— Stated goal —
Pick out every line of the data below that contains the string "cloud", and copy each one. Case counts.

(Records from a data source)
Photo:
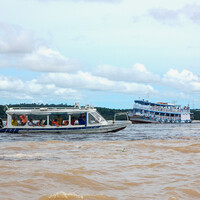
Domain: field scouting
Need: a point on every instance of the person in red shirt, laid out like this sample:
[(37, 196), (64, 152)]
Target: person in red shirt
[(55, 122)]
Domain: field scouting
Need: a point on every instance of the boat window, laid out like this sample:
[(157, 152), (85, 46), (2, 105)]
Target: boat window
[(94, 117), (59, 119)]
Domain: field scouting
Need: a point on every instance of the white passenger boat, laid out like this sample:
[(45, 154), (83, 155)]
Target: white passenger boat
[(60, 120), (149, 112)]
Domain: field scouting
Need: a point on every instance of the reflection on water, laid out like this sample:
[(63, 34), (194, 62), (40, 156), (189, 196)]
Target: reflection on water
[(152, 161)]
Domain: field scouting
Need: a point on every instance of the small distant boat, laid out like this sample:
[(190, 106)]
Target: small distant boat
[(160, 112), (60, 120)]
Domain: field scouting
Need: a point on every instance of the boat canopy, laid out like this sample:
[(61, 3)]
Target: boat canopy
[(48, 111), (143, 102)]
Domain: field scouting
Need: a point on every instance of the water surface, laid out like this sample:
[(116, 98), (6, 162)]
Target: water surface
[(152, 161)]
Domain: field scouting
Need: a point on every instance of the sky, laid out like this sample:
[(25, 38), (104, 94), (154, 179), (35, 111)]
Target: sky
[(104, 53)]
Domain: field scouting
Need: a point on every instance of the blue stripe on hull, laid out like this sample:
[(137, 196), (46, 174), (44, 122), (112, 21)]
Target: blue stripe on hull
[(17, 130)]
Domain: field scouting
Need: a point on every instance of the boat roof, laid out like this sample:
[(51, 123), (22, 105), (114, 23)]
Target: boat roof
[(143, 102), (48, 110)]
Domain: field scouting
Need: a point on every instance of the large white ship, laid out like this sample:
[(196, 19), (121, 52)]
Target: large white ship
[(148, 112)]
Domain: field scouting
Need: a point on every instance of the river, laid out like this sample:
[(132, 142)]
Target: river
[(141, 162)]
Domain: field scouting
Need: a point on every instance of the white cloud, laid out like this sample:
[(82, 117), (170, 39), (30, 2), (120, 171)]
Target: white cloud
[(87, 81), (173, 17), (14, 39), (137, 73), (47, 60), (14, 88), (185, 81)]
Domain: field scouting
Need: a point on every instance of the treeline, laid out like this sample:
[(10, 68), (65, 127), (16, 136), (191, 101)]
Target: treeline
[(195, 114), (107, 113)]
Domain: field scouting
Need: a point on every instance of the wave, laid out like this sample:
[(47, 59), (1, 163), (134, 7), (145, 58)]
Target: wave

* * *

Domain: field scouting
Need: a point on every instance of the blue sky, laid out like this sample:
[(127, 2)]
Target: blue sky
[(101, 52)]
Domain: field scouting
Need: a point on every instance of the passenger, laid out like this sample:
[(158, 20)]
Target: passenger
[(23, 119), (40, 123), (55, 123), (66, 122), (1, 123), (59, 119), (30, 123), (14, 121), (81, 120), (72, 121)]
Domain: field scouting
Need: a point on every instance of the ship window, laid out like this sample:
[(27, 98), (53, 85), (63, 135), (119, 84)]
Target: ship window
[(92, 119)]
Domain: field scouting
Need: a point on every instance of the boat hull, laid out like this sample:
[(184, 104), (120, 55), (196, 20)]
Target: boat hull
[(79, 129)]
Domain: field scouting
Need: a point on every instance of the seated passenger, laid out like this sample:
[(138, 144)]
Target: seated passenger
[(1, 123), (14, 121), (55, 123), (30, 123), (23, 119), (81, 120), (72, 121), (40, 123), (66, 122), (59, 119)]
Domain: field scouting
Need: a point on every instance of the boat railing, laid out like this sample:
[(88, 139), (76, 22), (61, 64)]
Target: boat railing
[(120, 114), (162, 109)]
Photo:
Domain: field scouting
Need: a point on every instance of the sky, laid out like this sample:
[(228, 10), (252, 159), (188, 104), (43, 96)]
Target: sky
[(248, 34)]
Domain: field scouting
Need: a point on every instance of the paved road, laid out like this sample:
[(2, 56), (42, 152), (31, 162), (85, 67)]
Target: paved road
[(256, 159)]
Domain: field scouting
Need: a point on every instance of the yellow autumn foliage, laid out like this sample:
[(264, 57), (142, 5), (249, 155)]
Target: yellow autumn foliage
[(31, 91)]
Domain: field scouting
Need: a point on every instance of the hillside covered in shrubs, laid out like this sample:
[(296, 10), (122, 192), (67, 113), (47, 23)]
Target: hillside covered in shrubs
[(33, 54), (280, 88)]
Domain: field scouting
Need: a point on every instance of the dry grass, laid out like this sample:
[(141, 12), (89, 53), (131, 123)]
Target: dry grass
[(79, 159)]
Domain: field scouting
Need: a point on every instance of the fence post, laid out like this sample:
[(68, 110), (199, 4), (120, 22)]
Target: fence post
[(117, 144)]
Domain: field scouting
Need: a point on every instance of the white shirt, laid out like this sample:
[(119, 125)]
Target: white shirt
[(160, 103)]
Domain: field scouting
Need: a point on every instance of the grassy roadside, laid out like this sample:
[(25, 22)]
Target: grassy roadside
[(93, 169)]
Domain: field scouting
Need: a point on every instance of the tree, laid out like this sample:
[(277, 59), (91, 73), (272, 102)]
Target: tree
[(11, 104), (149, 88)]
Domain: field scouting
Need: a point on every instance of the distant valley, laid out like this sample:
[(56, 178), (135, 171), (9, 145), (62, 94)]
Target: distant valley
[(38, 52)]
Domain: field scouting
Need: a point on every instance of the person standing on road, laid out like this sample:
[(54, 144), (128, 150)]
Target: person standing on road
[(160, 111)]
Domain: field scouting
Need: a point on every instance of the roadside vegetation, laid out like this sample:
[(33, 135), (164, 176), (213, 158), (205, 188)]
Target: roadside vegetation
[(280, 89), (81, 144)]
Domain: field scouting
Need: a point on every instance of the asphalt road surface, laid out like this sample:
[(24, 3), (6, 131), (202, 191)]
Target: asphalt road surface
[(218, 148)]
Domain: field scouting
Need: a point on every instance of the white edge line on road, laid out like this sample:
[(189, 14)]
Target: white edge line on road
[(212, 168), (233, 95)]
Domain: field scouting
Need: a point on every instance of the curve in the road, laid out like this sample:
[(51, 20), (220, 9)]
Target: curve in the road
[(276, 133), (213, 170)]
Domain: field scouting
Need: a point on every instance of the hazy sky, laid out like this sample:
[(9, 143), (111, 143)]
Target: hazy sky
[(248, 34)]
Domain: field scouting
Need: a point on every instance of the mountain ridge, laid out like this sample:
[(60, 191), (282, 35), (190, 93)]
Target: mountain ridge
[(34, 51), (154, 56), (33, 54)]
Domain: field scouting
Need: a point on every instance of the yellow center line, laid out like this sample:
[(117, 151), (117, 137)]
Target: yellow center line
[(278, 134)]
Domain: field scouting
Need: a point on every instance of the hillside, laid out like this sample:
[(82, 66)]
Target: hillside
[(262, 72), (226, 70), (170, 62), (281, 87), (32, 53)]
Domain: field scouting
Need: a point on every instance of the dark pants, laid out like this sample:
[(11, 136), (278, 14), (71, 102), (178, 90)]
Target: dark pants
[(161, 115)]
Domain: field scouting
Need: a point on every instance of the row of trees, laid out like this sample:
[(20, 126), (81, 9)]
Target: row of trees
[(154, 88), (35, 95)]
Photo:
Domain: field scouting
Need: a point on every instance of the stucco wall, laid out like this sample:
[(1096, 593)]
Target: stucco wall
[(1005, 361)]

— Result —
Need: a point on every instance of the white cloud, laid out like this sample:
Target: white cloud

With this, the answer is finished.